- Listed records -
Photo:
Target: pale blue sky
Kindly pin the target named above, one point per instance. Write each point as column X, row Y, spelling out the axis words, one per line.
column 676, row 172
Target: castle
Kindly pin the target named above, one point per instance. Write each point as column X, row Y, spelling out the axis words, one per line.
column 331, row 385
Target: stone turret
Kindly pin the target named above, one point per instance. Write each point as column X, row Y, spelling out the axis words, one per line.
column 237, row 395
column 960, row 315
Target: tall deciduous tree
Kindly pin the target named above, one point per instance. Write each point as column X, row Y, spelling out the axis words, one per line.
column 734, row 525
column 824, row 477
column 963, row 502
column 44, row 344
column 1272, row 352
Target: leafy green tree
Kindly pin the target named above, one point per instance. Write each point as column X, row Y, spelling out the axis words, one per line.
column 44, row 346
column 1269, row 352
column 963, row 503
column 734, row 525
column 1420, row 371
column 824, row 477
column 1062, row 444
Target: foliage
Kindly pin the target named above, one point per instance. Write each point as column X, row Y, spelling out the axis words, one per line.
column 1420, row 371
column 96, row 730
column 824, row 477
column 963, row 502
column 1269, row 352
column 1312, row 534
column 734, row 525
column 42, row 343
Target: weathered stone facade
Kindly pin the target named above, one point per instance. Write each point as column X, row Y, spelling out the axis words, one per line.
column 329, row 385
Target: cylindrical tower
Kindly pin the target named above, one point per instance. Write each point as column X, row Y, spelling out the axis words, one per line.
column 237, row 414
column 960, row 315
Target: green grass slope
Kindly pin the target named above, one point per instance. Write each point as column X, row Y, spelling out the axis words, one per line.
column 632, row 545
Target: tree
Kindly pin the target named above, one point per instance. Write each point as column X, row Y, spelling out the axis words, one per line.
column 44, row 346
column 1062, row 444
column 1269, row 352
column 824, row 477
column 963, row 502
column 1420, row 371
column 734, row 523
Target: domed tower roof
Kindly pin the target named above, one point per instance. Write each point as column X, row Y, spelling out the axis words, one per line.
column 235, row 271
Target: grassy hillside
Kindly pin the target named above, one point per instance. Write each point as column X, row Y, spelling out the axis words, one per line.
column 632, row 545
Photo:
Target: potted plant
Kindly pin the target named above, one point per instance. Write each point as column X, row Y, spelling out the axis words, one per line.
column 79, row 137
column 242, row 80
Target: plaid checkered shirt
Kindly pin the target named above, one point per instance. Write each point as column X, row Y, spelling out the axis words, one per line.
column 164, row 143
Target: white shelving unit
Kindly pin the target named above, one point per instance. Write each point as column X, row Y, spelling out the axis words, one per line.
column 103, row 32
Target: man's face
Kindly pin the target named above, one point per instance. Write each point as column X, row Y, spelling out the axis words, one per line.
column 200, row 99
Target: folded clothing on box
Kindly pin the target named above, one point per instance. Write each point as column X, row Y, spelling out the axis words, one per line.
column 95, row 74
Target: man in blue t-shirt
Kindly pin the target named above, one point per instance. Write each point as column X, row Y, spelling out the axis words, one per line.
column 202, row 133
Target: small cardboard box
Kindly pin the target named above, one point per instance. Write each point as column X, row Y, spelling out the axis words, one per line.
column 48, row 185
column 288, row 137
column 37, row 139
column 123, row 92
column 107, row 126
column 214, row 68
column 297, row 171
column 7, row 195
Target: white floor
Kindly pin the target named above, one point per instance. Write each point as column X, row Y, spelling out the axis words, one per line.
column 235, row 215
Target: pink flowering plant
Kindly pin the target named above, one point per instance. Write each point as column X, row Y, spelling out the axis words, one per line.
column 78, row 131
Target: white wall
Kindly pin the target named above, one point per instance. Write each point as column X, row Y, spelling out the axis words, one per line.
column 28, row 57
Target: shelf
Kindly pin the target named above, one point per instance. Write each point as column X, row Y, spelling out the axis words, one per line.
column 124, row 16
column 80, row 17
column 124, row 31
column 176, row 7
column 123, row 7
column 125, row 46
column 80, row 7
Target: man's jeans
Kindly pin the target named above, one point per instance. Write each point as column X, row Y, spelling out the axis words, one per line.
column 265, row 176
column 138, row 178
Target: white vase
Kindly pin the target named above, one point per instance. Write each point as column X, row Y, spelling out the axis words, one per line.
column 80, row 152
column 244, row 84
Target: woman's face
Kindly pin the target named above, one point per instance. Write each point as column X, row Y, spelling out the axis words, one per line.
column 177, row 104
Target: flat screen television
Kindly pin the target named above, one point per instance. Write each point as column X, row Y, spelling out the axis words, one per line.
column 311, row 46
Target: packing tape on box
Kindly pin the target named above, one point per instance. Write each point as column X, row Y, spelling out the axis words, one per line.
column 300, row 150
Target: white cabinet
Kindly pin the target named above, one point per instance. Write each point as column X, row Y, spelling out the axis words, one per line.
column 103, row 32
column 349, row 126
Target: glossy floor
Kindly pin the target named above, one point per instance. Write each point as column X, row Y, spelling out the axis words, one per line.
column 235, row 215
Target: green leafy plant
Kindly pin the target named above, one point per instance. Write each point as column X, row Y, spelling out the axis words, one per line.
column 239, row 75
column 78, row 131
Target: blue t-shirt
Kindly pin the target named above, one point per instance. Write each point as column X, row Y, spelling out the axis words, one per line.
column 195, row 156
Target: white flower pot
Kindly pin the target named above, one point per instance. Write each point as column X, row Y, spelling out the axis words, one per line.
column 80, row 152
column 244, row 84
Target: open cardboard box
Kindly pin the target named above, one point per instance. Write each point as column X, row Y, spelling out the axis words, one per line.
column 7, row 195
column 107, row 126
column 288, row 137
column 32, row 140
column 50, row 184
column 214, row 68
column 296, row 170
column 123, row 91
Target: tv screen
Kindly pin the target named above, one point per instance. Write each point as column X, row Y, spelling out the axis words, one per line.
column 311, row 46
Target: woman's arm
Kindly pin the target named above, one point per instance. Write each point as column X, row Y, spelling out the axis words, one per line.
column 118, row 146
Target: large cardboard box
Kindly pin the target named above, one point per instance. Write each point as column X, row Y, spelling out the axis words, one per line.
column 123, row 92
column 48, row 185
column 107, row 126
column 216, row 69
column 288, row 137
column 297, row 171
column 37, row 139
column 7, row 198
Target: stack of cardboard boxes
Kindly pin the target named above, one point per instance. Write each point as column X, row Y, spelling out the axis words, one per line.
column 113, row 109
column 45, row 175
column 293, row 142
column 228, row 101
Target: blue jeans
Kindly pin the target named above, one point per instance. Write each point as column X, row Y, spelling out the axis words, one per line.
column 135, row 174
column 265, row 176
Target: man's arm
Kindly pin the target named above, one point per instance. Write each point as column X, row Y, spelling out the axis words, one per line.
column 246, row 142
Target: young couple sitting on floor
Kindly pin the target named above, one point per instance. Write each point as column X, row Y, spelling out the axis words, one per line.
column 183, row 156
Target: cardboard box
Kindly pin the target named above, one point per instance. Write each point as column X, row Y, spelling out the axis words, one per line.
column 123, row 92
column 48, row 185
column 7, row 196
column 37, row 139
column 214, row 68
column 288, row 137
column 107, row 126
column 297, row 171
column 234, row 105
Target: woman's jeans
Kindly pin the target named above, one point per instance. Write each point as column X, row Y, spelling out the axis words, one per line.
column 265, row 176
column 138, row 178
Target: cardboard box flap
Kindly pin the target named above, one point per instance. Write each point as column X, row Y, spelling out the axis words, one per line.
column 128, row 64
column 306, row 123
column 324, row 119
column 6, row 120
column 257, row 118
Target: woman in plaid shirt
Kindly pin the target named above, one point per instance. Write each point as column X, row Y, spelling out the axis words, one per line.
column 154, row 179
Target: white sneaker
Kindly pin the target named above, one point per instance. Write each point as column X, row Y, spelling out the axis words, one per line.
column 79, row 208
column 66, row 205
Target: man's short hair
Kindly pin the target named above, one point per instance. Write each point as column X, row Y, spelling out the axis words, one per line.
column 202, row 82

- What the task asks -
Edit all the records above by replacing every "Kindly" with "Please". Leave everything else unchanged, and give the full result.

- Expected output -
Photo:
Target: pale blue sky
Please pin the target named above, one point per instance. Write each point as column X, row Y, spelling out the axis words, one per line.
column 676, row 172
Target: castle
Please pin the target named above, one point per instance. Write each point as column X, row Y, spelling out the axis words, one per line.
column 331, row 385
Target: stone turret
Please pin the target named above, one point per instance. Write each point as column X, row Y, spelling out the axis words, one per line.
column 237, row 395
column 960, row 315
Target: tall deciduous tree
Please pin the target named above, one point per instance. Write each point as column X, row Y, spelling out the axis words, one per line.
column 734, row 525
column 824, row 477
column 963, row 502
column 44, row 344
column 1272, row 352
Target: leafy green tree
Please pin the target named above, one point per instance. Write each point as column X, row Y, spelling out the axis words, one per line.
column 44, row 346
column 1269, row 352
column 963, row 503
column 734, row 525
column 1420, row 371
column 824, row 477
column 1062, row 444
Target: foliage
Please pin the target named above, one point per instance. Write each point as column X, row Y, spelling out the axis words, one per line.
column 1420, row 371
column 96, row 730
column 824, row 477
column 963, row 502
column 1269, row 352
column 1312, row 534
column 734, row 525
column 42, row 343
Target: weathered stone facade
Please pin the target named above, one point per instance. Write each point as column X, row Y, spelling out the axis words, one per line.
column 329, row 385
Target: cylindrical tower
Please pin the target named above, one point per instance. Write each point as column X, row Y, spelling out the axis words, one per line.
column 237, row 414
column 960, row 315
Target: green grass slope
Please pin the target named above, one point per instance. Write each point as column X, row Y, spelling out the axis words, one per line.
column 632, row 545
Target: tree
Please pin the target named above, one point per instance. Write each point as column X, row Y, spelling out the axis words, one per line.
column 44, row 346
column 1062, row 444
column 1269, row 352
column 824, row 477
column 963, row 502
column 1420, row 371
column 734, row 523
Target: domed tower roof
Please pin the target named above, one point per instance. Write each point as column X, row Y, spelling out the axis words, one per line.
column 235, row 271
Target: grassy hillside
Please pin the target named above, one point per instance. Write each point as column X, row Y, spelling out the axis words, one per line.
column 632, row 545
Photo:
Target: potted plant
Please pin the target named above, one point per instance. Write each point as column X, row Y, spelling out the axis words, one per line.
column 79, row 137
column 242, row 80
Target: plaid checkered shirt
Please pin the target named above, one point per instance. Write each point as column X, row Y, spelling out the axis words, one per line.
column 164, row 143
Target: white shelving unit
Please pin the target named above, one point per instance. Write each point as column X, row Y, spelling out the axis words, one per line.
column 103, row 32
Target: man's face
Please pin the target named above, one point per instance. Write each point as column X, row Y, spelling out the axis words, one per line.
column 200, row 99
Target: folded clothing on box
Please pin the target named above, one point per instance. Write each point as column X, row Y, spelling out the axis words, one per line.
column 95, row 74
Target: man in blue t-shirt
Please pin the target named above, one point per instance. Write each point as column X, row Y, spelling out the axis words, one per line.
column 202, row 133
Target: small cardboard box
Please pin the target named above, one point per instance. Write each point as column X, row Y, spelling out the axis words, one per line.
column 48, row 185
column 288, row 137
column 37, row 139
column 123, row 92
column 107, row 126
column 214, row 68
column 297, row 171
column 7, row 195
Target: white floor
Please pin the target named above, one point per instance. Write each point as column X, row Y, spelling out the axis words, one per line.
column 235, row 215
Target: pink flowering plant
Please pin the target named above, one point per instance. Write each point as column X, row Y, spelling out the axis words, one per line.
column 78, row 131
Target: white wall
Please pin the target named above, one point per instance. Write each point as column X, row Y, spelling out the axis words, one per line.
column 28, row 57
Target: shelf
Please pin the target named above, one point per instance. Write each point as column X, row Y, spelling out the axis words, one per line.
column 124, row 16
column 80, row 17
column 124, row 31
column 176, row 7
column 123, row 7
column 125, row 46
column 80, row 7
Target: man's jeans
Please pin the target named above, one point per instance. Write each point as column X, row Y, spelling out the axis words, one per line.
column 265, row 176
column 138, row 178
Target: white vase
Please pin the target named above, one point per instance. Write each point as column X, row Y, spelling out the axis words, one per line.
column 80, row 152
column 244, row 84
Target: woman's face
Please pin the target named above, one point per instance. Write each point as column X, row Y, spelling out the axis words, one per line.
column 177, row 104
Target: flat screen television
Please pin the target named above, one point per instance. Write each point as column X, row Y, spelling out the axis words, one per line.
column 311, row 46
Target: packing tape on box
Please pin the target named above, one point per instance. Write each point as column X, row Y, spelling out the axis words, one per line.
column 300, row 150
Target: white cabinet
Please pin the target named above, one point per instance. Write each point as column X, row Y, spelling out the axis words, one per line.
column 103, row 32
column 349, row 126
Target: glossy floor
Please pin the target named above, one point per instance. Write each point as column X, row Y, spelling out the axis words, one per line.
column 235, row 215
Target: green leafy plant
Please pin the target named above, one point per instance. Write each point as column X, row Y, spelling out the axis words, one per line.
column 239, row 75
column 78, row 131
Target: blue t-shirt
Please pin the target named above, one point per instance. Write each point as column X, row Y, spelling out the axis words, one per line.
column 195, row 156
Target: white flower pot
Please pin the target named above, one point per instance. Write each point as column X, row Y, spelling out the axis words, one per line.
column 80, row 152
column 244, row 84
Target: open cardboard box
Please pin the target named above, one point per instance. Write each point as column X, row Y, spelling out the axis words, one per line.
column 7, row 195
column 107, row 126
column 288, row 137
column 32, row 140
column 50, row 184
column 214, row 68
column 296, row 170
column 123, row 91
Target: tv screen
Please pin the target named above, one point per instance. Write each point as column X, row Y, spelling out the axis words, one per line.
column 311, row 46
Target: woman's arm
Please pin the target named above, one point per instance. Write each point as column X, row Y, spelling out the axis words, one per line.
column 118, row 146
Target: large cardboard box
Please pin the target named above, one point per instance. Write each point as column X, row Y, spelling out the axis words, one per line.
column 123, row 92
column 48, row 185
column 107, row 126
column 216, row 69
column 288, row 137
column 297, row 171
column 37, row 139
column 7, row 198
Target: stack of cardboard boxes
Please pin the target named above, one point per instance. Write each point as column X, row Y, spelling out the axis words, one per line.
column 113, row 109
column 45, row 175
column 293, row 142
column 228, row 101
Target: blue jeans
Please pin the target named above, one point per instance. Write each point as column X, row Y, spelling out the axis words, one per line.
column 135, row 174
column 265, row 176
Target: man's arm
Please pin the target named above, one point per instance. Write each point as column X, row Y, spelling out the axis words, one per line.
column 246, row 142
Target: young couple sitting on floor
Please pin the target named above, one point per instance. Write each point as column X, row Y, spelling out the axis words, one per line.
column 183, row 156
Target: cardboard box
Please pin the target named above, one point per instance. Write each point as column X, row Y, spelling out the axis words, one per line.
column 123, row 92
column 48, row 185
column 7, row 196
column 37, row 139
column 214, row 68
column 288, row 137
column 107, row 126
column 297, row 171
column 234, row 105
Target: woman's jeans
Please pin the target named above, one point per instance. Write each point as column X, row Y, spelling out the axis words, one per line.
column 265, row 176
column 138, row 178
Target: cardboard box flap
Please pin the target named above, one point per instance. Write each point as column X, row Y, spelling out the axis words, one per line.
column 128, row 64
column 306, row 123
column 324, row 119
column 6, row 120
column 257, row 118
Target: woman in plaid shirt
Please pin the target named above, one point per instance. Write each point as column X, row Y, spelling out the axis words, one per line.
column 154, row 179
Target: white sneaker
Please pin the target named above, one point per instance. Write each point as column X, row Y, spelling out the axis words, one per line.
column 79, row 208
column 66, row 205
Target: man's short hair
Please pin the target named above, one point per instance. Write each point as column X, row Y, spelling out the axis words, one per line.
column 202, row 82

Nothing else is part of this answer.